## Work request
Write out the data exactly, keeping every line.

(Record set begins)

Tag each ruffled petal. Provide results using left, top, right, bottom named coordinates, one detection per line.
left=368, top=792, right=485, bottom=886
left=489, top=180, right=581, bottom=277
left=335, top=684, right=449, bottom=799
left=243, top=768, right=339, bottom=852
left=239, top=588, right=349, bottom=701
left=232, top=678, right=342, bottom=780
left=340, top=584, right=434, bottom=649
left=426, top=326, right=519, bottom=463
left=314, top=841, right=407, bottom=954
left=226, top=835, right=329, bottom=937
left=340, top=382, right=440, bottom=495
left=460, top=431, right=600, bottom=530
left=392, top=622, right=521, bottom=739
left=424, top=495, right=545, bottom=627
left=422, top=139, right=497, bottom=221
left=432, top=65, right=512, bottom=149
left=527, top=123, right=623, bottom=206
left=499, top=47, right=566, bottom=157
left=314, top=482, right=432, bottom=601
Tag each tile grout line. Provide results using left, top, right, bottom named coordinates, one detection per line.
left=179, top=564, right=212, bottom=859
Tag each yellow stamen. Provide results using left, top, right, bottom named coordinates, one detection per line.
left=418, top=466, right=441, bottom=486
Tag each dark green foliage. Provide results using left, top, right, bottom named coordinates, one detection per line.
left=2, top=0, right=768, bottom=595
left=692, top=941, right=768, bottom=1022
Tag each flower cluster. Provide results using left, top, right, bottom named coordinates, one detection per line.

(Record set ends)

## Task response
Tag each ruffled petal. Provide results using left, top, right, bottom named coordinates, one detection per line.
left=368, top=792, right=485, bottom=886
left=489, top=180, right=581, bottom=277
left=335, top=684, right=449, bottom=799
left=243, top=768, right=339, bottom=852
left=239, top=588, right=349, bottom=701
left=232, top=678, right=342, bottom=780
left=340, top=584, right=434, bottom=649
left=426, top=326, right=519, bottom=463
left=314, top=841, right=407, bottom=954
left=226, top=835, right=329, bottom=937
left=340, top=382, right=440, bottom=495
left=460, top=431, right=600, bottom=530
left=392, top=622, right=521, bottom=739
left=424, top=495, right=545, bottom=627
left=422, top=139, right=497, bottom=221
left=432, top=65, right=512, bottom=149
left=527, top=123, right=623, bottom=206
left=499, top=47, right=566, bottom=157
left=314, top=482, right=432, bottom=601
Tag each tile grout line. Provide results using left, top, right, bottom named coordinates, one detection per line.
left=179, top=564, right=212, bottom=859
Tag each yellow stamen. Provide results using left, top, right, bottom named coordinates, one detection per line.
left=418, top=466, right=441, bottom=486
Tag each dark green foliage. Provide results using left, top, right, bottom named coordinates, one detection per line.
left=2, top=0, right=768, bottom=595
left=692, top=941, right=768, bottom=1022
Tag each flower cluster. Provide results using left, top, right, bottom named coordinates, one detection per line.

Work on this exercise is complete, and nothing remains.